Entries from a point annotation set
....................

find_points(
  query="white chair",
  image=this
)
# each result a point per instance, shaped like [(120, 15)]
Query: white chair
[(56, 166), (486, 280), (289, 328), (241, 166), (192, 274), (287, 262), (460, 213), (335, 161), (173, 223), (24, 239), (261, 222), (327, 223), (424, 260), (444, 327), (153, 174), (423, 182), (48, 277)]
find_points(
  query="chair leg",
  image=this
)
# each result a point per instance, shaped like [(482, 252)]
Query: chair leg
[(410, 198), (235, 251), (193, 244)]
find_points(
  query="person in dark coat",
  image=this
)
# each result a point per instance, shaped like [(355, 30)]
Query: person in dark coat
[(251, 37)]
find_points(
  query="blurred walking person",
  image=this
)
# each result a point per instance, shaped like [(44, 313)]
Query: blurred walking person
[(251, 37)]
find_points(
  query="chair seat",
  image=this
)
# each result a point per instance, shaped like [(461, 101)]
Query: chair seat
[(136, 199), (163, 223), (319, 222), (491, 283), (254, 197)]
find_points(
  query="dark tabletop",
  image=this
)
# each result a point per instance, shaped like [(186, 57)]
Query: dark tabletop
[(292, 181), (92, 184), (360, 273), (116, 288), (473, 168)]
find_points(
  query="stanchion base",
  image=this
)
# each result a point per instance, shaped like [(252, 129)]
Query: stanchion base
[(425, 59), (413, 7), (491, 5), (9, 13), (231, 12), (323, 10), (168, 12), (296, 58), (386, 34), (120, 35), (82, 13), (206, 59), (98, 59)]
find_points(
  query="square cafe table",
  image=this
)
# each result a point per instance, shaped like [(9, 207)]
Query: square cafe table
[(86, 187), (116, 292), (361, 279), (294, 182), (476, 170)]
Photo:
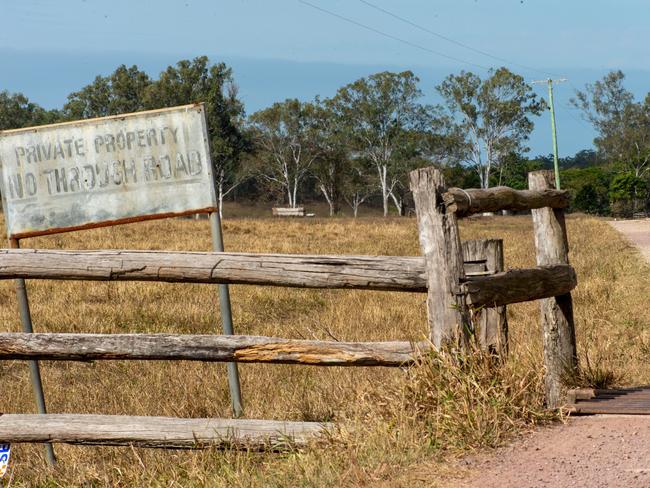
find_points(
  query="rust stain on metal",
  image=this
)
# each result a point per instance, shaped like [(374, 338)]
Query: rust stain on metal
[(100, 172), (630, 401)]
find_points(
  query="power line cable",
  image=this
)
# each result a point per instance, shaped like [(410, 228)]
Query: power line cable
[(390, 36), (449, 39)]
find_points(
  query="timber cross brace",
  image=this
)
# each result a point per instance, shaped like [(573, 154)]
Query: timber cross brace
[(460, 278), (452, 297)]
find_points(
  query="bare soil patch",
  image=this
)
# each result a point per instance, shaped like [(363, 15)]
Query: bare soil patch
[(637, 232), (595, 451)]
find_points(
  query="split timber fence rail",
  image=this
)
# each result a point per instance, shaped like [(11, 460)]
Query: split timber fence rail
[(458, 278)]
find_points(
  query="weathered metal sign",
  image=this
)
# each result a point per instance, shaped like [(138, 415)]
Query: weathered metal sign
[(106, 171)]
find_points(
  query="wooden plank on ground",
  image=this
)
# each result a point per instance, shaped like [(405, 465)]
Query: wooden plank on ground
[(167, 432), (225, 348)]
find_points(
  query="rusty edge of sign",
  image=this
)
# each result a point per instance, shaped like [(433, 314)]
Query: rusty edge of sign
[(108, 223), (36, 128)]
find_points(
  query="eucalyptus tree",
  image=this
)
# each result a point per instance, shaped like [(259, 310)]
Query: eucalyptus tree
[(622, 123), (357, 184), (285, 139), (213, 84), (334, 154), (123, 91), (493, 114), (381, 114), (16, 111)]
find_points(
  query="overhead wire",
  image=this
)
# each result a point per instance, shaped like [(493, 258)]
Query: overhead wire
[(453, 41), (390, 36), (441, 36)]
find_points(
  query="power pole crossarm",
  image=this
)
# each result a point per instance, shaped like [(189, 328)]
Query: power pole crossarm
[(553, 127)]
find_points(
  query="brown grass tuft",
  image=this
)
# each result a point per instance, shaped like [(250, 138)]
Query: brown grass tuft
[(397, 425)]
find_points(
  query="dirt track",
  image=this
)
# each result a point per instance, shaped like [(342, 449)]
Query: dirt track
[(637, 232), (594, 451)]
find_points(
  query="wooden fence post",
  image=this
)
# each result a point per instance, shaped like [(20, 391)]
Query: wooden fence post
[(440, 242), (551, 244), (492, 323)]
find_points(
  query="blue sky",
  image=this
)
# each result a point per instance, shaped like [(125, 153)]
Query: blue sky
[(286, 48)]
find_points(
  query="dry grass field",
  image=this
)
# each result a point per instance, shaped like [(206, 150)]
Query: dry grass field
[(400, 427)]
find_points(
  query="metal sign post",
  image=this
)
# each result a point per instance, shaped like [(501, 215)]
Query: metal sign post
[(107, 171), (226, 319), (34, 369)]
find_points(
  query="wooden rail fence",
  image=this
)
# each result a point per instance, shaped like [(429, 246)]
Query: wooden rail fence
[(461, 279)]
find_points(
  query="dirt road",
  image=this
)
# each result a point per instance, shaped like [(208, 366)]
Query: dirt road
[(594, 451), (637, 232)]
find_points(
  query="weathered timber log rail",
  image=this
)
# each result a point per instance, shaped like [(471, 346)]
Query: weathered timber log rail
[(388, 273), (227, 348), (167, 432), (466, 285), (468, 202)]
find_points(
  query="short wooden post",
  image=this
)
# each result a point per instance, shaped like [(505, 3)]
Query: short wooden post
[(440, 242), (560, 357), (492, 323)]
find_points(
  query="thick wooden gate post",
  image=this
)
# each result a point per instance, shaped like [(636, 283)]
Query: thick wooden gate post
[(440, 242), (552, 247), (492, 323)]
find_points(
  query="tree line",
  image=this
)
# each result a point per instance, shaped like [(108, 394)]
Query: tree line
[(358, 146)]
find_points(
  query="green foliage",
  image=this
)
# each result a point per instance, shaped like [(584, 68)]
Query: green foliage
[(386, 127), (492, 114), (121, 92), (589, 187), (623, 124), (625, 192), (198, 81), (16, 111), (286, 139), (513, 171)]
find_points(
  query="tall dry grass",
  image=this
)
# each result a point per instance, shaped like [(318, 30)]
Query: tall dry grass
[(399, 426)]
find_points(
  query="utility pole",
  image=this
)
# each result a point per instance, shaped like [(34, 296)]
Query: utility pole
[(553, 130)]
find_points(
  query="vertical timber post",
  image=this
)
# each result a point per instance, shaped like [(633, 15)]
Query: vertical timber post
[(447, 310), (226, 319), (551, 245), (492, 326), (34, 369)]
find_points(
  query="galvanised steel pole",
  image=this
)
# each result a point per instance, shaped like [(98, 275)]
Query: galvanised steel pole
[(554, 133), (226, 319), (34, 369)]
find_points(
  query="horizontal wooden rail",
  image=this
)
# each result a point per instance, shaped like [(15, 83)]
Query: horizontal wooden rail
[(396, 273), (307, 271), (245, 349), (468, 202), (168, 432), (520, 285)]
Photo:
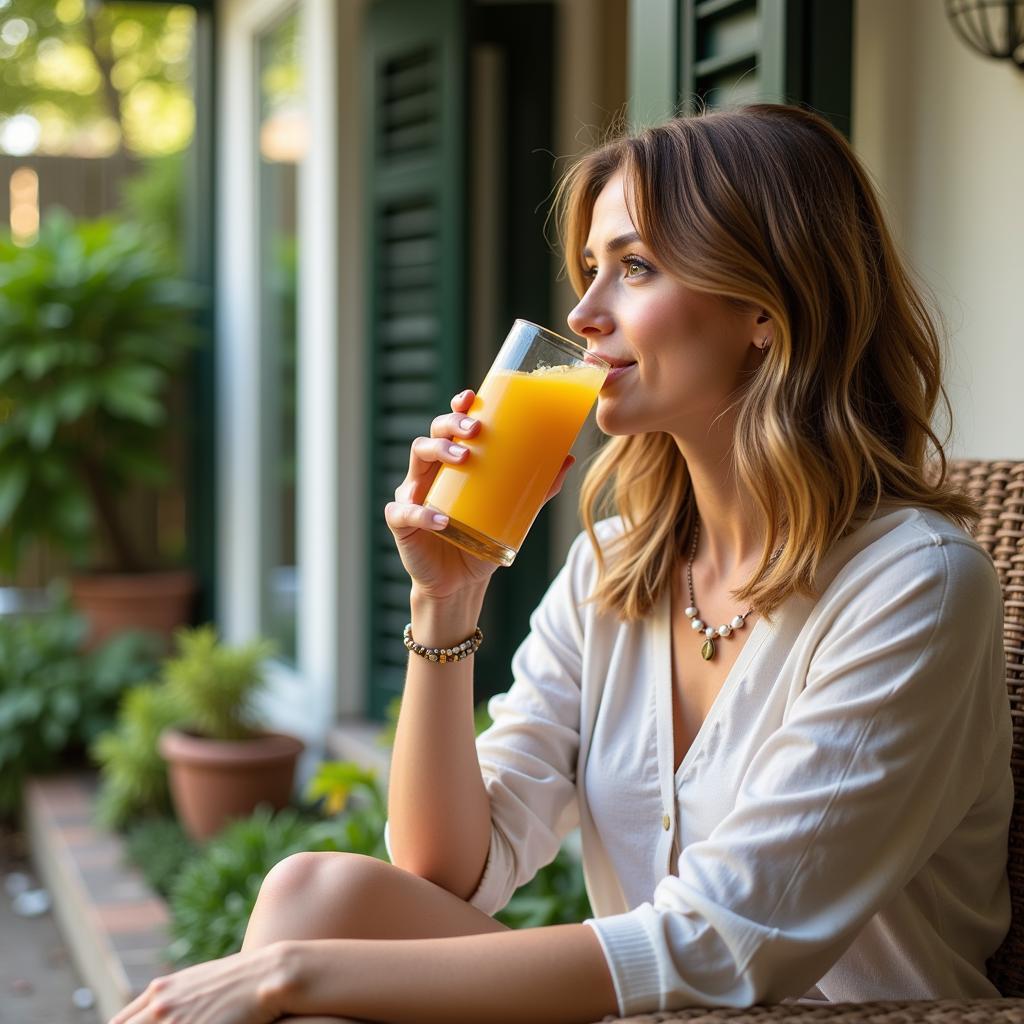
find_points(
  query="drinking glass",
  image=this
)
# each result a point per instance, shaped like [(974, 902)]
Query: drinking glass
[(530, 408)]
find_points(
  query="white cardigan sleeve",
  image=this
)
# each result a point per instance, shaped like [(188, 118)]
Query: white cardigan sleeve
[(883, 754), (528, 756)]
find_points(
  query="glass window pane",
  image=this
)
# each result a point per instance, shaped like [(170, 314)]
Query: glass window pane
[(282, 143)]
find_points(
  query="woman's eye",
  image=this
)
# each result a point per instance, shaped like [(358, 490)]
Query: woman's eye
[(635, 267)]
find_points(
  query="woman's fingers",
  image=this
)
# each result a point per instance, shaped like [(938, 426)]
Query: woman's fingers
[(560, 478), (456, 424), (404, 517), (425, 457)]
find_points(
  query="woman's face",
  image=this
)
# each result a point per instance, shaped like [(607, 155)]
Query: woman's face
[(680, 353)]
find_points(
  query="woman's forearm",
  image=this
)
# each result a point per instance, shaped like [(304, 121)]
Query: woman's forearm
[(534, 976), (439, 814)]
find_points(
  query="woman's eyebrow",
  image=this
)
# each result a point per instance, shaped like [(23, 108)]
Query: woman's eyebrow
[(620, 242)]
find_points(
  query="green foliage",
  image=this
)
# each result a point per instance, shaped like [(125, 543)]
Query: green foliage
[(161, 848), (91, 331), (133, 775), (54, 699), (214, 894), (206, 687), (354, 793), (215, 686), (152, 198), (122, 76), (556, 895)]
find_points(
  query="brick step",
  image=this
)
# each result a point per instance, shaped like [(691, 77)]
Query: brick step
[(116, 927)]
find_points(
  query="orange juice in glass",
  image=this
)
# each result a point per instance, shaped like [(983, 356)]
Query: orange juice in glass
[(530, 407)]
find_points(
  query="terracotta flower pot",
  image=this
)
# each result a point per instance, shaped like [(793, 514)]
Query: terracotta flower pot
[(213, 781), (156, 601)]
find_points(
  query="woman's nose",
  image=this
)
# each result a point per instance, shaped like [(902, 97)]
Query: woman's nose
[(586, 320)]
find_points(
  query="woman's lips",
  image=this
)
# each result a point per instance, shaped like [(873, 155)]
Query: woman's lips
[(615, 372)]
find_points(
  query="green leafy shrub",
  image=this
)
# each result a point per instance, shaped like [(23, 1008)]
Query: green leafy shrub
[(214, 895), (556, 895), (160, 848), (92, 328), (206, 687), (133, 775), (214, 685), (54, 698)]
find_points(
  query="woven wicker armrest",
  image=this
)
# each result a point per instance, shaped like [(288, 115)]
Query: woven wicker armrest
[(920, 1012), (923, 1012)]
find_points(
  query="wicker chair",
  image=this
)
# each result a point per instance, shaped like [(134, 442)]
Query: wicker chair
[(1000, 531)]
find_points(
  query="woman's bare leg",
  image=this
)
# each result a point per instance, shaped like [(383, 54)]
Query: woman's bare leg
[(346, 895)]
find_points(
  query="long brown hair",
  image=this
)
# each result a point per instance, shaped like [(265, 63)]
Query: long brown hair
[(767, 206)]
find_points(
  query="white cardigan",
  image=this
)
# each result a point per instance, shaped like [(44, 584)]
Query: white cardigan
[(842, 814)]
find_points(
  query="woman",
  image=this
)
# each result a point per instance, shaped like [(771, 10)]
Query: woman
[(769, 688)]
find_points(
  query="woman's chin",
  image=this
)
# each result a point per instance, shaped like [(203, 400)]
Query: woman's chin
[(611, 420)]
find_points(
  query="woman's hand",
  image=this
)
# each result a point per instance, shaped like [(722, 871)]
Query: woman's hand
[(439, 569), (244, 988)]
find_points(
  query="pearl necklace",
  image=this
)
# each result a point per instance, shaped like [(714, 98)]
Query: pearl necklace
[(696, 624)]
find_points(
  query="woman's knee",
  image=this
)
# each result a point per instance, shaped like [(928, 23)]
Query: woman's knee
[(320, 873)]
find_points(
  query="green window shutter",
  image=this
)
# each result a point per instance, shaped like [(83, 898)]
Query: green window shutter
[(416, 183), (685, 53)]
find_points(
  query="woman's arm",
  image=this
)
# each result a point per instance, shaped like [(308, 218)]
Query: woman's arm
[(438, 811), (538, 975)]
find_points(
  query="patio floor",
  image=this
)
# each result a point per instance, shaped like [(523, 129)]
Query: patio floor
[(38, 980)]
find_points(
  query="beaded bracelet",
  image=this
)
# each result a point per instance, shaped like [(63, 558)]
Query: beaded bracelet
[(441, 654)]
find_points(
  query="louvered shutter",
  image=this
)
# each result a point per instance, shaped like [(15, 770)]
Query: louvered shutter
[(689, 52), (416, 179)]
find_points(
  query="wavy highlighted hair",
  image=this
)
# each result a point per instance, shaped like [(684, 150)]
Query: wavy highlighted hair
[(768, 207)]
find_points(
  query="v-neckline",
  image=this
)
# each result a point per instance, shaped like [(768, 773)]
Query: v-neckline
[(758, 635)]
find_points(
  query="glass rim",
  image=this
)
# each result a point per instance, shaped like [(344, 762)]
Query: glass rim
[(581, 351)]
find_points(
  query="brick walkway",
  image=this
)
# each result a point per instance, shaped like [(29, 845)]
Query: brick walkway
[(37, 978), (114, 925)]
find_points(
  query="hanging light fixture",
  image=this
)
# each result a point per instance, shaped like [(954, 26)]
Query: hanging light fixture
[(993, 28)]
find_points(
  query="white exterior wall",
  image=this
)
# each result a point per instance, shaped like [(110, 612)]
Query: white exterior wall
[(942, 130)]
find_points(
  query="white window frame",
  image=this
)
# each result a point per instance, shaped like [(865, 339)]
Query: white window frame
[(301, 698)]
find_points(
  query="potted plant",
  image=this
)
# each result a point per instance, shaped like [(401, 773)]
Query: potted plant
[(221, 765), (92, 329)]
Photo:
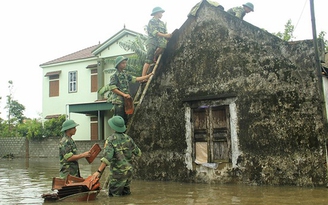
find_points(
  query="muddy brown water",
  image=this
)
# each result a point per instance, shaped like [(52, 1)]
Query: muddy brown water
[(23, 181)]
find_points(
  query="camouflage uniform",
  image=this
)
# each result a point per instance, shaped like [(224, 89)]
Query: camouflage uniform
[(153, 42), (237, 11), (67, 148), (120, 80), (119, 149)]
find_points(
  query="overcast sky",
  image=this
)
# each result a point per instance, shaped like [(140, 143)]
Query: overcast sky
[(37, 31)]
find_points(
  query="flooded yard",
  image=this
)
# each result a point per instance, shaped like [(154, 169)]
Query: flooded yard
[(23, 181)]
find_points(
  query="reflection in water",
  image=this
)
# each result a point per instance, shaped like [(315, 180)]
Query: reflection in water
[(23, 181)]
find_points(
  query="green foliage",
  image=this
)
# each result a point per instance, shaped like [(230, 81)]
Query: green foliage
[(31, 128), (136, 61), (287, 35), (134, 67), (5, 131), (52, 127), (15, 109)]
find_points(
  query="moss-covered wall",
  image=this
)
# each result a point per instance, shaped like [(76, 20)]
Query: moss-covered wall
[(280, 113)]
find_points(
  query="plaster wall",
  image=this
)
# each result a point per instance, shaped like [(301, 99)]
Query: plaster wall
[(277, 115)]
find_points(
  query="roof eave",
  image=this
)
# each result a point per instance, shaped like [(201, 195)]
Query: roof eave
[(113, 39)]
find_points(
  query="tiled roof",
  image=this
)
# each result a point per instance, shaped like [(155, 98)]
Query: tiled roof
[(82, 54)]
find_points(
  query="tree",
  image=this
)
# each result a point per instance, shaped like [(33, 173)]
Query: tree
[(287, 35), (322, 35), (134, 67), (15, 109)]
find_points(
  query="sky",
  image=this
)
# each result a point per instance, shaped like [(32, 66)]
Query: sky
[(37, 31)]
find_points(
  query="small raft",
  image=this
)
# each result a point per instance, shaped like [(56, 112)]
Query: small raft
[(73, 189)]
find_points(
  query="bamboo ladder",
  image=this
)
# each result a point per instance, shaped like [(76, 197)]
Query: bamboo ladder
[(143, 93)]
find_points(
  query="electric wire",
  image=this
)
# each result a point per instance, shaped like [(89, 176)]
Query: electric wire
[(300, 15)]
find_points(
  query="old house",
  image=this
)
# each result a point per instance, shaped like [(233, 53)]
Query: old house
[(231, 102)]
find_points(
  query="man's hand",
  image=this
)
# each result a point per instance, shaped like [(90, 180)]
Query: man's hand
[(86, 154)]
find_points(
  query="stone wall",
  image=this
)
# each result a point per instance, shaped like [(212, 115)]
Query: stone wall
[(278, 102), (48, 148)]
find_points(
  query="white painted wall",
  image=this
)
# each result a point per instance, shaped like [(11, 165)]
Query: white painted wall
[(58, 105)]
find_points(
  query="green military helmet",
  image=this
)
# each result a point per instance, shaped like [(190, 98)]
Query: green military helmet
[(117, 123), (119, 59), (156, 10), (68, 124), (249, 5)]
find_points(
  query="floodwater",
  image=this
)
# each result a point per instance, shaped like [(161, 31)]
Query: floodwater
[(23, 181)]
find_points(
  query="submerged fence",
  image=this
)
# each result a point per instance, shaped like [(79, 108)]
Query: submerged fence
[(22, 147)]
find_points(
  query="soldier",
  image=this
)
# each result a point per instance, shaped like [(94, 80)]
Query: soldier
[(118, 151), (157, 38), (240, 12), (119, 86), (68, 151)]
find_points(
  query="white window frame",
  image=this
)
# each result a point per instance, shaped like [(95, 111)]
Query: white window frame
[(72, 81)]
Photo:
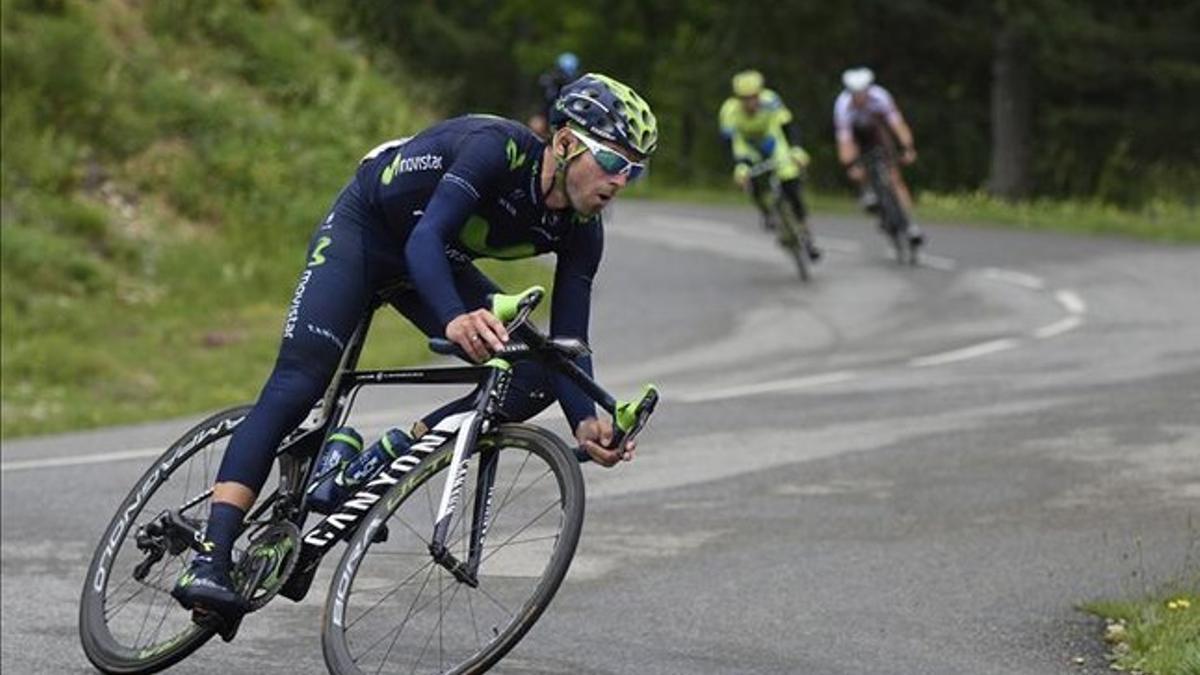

....................

_Exercise:_ Render the listing above as a numbered list with blank lines omitted, running from its first line up to and including the line with "[(136, 199), (163, 223), (319, 222), (491, 283), (254, 197)]".

_Output for this exercise:_
1. find_points(
2.   query="white chair",
3.   image=this
4. )
5. # each result a point per instance, shaped like [(120, 15)]
6. Query: white chair
7. [(56, 166), (486, 280), (289, 328), (241, 166), (192, 274), (287, 262), (460, 213), (335, 161), (173, 223), (24, 239), (261, 222), (327, 223), (424, 260), (444, 327), (153, 174), (423, 182), (48, 277)]
8. find_points(
9.   query="chair leg",
10.   image=this
11. )
12. # each result a point per instance, shaped like [(482, 252)]
13. Query: chair leg
14. [(410, 198), (235, 251), (193, 244)]
15. find_points(
16.   query="person in dark coat",
17.   image=this
18. )
19. # each result a point per instance, shaped like [(355, 30)]
20. Query: person in dark coat
21. [(251, 37)]
22. find_points(
23.   query="blurred walking person",
24.   image=this
25. )
26. # each result a point per instance, shaped like [(44, 313)]
27. Query: blurred walking person
28. [(251, 37)]
29. find_points(
30.   query="chair seat",
31.   image=this
32. )
33. # each result a point per instance, shaped like [(461, 101)]
34. Query: chair seat
35. [(136, 199), (163, 223), (319, 222), (491, 283), (254, 197)]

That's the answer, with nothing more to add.